I go to see my dad in the parlor and sit on his knee for a minute while the men are mid-conversation. My uncles ask how school is going, I answer politely and listen to them for a little while. I know even less about my Grandpa. Also of Czech heritage. His skin is like leather and he has worked harder than anyone I know. He keeps secrets inside him and holds past hurts I cannot know. To me he is just my mother’s father. Someone to respect and only see when we make these trips.
When it’s time to leave I am ready. I open and close the gate for my dad to drive through and we make our way over the dirt road and back to the highway. I doze off in the back seat on the way home and lightly dream of the field, full of flowers and fresh air. When we get home I secretly yearn for that space and the comfort of that house. It’s not as foreign as I think. I have been going their my entire childhood. I taste the tender beef stew and warm pie again… We have returned to our busy city life, yet I long for that quiet repose and for the simplicity of the life my grandparents know.

• _Raw data_:

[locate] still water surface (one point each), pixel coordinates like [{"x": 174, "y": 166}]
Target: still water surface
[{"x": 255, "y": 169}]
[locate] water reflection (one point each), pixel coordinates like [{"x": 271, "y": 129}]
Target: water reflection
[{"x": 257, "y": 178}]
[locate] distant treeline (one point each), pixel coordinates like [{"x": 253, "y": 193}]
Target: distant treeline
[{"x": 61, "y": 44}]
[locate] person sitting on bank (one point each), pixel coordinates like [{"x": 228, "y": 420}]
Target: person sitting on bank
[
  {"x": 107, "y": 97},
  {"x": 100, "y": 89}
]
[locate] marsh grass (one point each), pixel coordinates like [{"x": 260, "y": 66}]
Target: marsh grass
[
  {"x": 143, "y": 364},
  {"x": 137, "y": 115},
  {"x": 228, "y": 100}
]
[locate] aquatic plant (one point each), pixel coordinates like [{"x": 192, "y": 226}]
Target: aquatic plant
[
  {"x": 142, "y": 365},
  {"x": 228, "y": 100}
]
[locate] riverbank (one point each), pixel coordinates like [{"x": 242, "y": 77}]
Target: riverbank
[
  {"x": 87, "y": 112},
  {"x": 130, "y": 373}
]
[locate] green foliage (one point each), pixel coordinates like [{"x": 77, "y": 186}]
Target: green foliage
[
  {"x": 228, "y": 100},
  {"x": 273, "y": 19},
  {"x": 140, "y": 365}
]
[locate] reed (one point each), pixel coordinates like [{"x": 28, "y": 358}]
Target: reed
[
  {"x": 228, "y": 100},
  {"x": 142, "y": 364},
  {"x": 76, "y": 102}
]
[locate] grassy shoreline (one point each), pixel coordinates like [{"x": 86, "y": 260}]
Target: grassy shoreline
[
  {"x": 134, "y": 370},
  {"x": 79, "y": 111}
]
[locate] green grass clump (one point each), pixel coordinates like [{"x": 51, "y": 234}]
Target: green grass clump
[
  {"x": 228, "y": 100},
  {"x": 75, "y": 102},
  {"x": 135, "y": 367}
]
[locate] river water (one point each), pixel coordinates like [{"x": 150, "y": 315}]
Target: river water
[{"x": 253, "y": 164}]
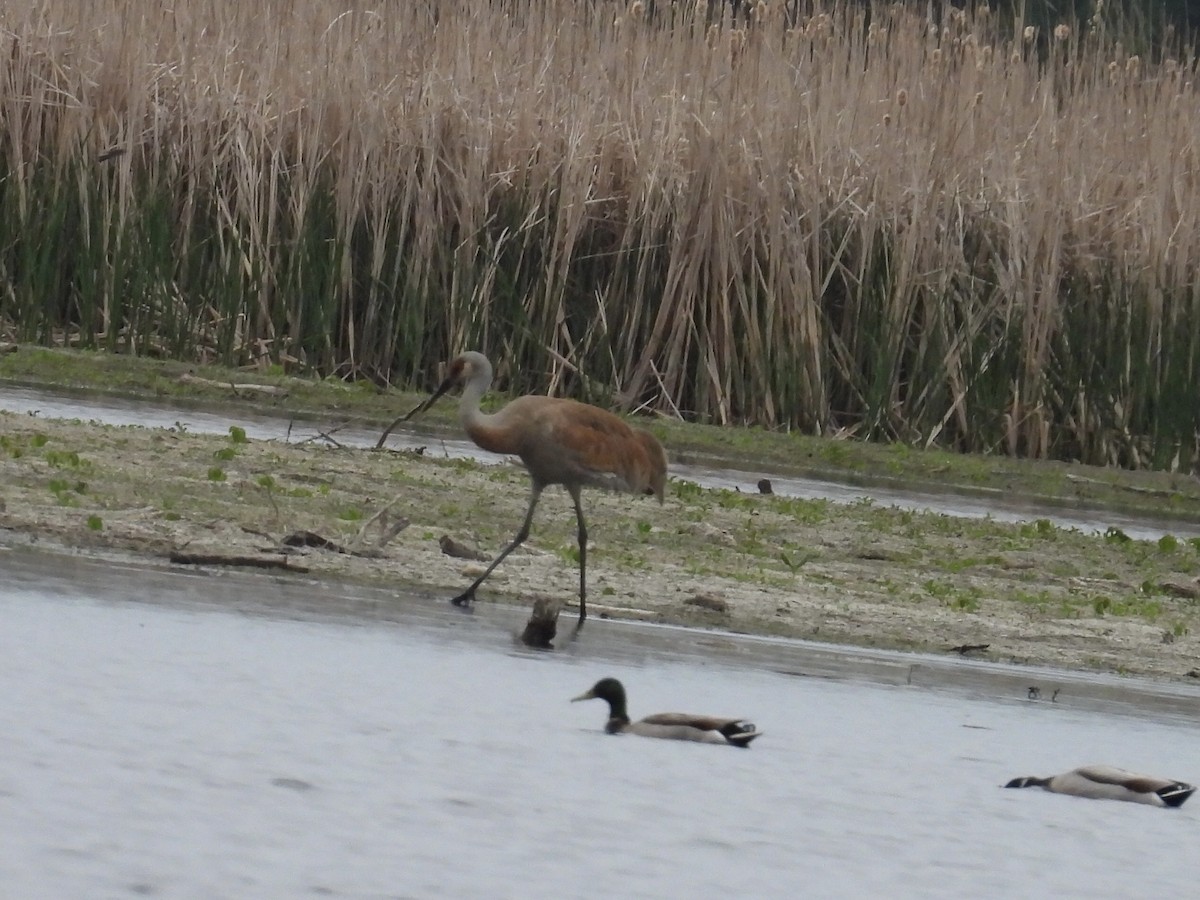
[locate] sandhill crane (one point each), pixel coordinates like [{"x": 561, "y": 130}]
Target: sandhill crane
[{"x": 561, "y": 442}]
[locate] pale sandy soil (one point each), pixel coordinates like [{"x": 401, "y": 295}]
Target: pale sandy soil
[{"x": 858, "y": 574}]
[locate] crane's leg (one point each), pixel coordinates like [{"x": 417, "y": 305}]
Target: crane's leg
[
  {"x": 467, "y": 597},
  {"x": 583, "y": 552}
]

• _Problem A_: Using the text about visiting the grandparents, decide whether each statement agrees with it: (i) the narrator's uncles ask about school, (ii) the narrator stays awake for the whole drive home, and (iii) the narrator's grandpa is of Czech heritage. Answer each with yes or no and quote the words of the text that settle it.
• _Problem B_: Write what follows the final sentence of the text about visiting the grandparents, carrying it on from there.

• _Final result A_:
(i) Yes: "My uncles ask how school is going"
(ii) No: "I doze off in the back seat on the way home"
(iii) Yes: "Also of Czech heritage."

• _Final result B_:
The farm doesn’t belong to our family anymore. It is now a part of our history and I truly miss it at times. Life is funny like that, we tend not to realize what we have until it is gone. It’s so cliche, but true.
Looking back on those times I realize how thankful I am to my parents for taking me there and making that place a part of my memories and childhood. I was able to experience both the farm and the city. That farm was my mother’s home and even though it wasn’t always my favorite place to be then, I think it would be one of them now. I am forever grateful for the time I spent on the Hajek farm, just outside of Shiner, Texas with my grandparents, Lillie and Tom (and my aunts, uncles and cousins).